• _What you need to do_
Copy the material word for word, beginning at the line that contains "t-shirt in the photo above." and stopping after the last line of the material.
• • • •
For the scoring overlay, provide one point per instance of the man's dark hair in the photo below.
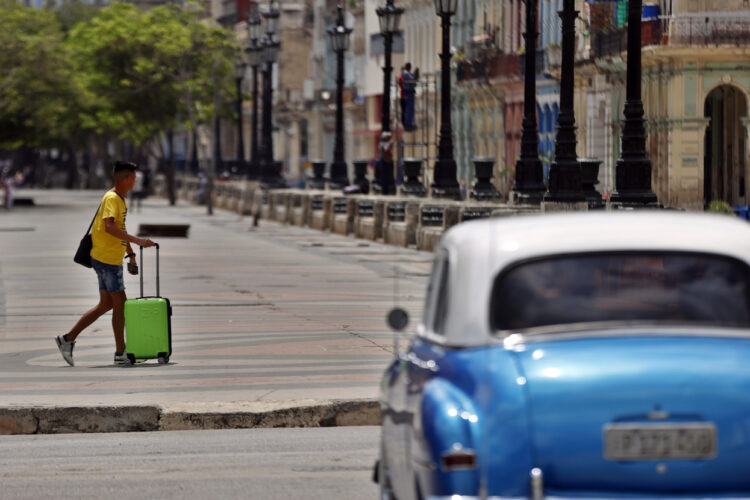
(124, 165)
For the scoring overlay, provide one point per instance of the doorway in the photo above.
(724, 176)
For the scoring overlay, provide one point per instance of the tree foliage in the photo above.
(115, 72)
(35, 77)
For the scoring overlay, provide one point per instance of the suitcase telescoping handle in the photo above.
(157, 270)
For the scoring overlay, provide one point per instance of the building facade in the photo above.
(695, 84)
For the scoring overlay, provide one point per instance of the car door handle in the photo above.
(414, 360)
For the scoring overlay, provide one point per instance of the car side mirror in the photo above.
(398, 319)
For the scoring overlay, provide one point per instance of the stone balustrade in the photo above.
(406, 221)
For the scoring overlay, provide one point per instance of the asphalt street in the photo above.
(273, 315)
(283, 464)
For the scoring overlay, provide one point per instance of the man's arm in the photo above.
(111, 228)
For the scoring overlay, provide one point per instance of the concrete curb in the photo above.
(60, 420)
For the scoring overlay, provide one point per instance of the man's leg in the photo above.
(118, 319)
(104, 305)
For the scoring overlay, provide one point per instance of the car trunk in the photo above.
(660, 396)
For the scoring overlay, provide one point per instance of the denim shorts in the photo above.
(110, 277)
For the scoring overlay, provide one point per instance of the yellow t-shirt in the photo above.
(106, 248)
• • • •
• _Expected answer_
For the scoring overlay, provide one point per instance of the yellow t-shirt in the photo above.
(106, 248)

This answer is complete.